*DATA FOR THIS EXERCISE*
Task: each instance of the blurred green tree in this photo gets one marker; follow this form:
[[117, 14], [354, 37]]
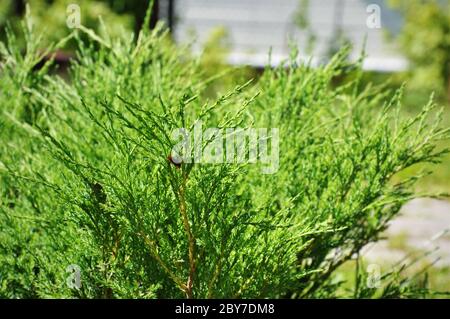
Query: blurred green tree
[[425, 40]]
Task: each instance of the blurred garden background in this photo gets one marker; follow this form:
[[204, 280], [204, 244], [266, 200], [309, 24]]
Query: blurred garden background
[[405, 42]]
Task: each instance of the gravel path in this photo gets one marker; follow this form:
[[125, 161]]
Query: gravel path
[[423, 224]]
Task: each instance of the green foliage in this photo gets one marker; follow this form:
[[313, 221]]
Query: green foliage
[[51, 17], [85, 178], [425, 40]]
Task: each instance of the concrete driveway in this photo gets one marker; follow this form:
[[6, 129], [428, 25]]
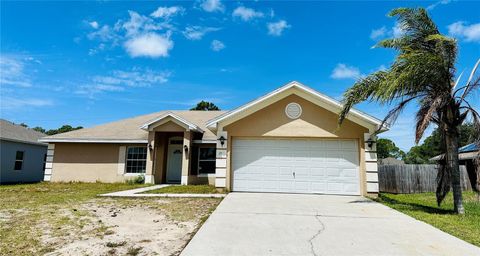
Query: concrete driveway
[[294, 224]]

...

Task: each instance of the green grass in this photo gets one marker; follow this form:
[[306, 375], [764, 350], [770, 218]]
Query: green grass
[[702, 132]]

*EXERCISE BRIEF*
Using the data above, give again exactly the lines starting at the one holding "Task: each instance of the blurred green" and ending at the one holding "Task: each instance of the blurred garden", inclusive, and nothing more. Omit the pictures.

*TASK RESPONSE*
Task: each instance of the blurred green tree in this photo gets one marker; follow this form:
[[117, 14], [354, 37]]
Query: blurred green tree
[[425, 40]]
Task: each instance of the blurred garden background in this photo gets one marker; follow this form:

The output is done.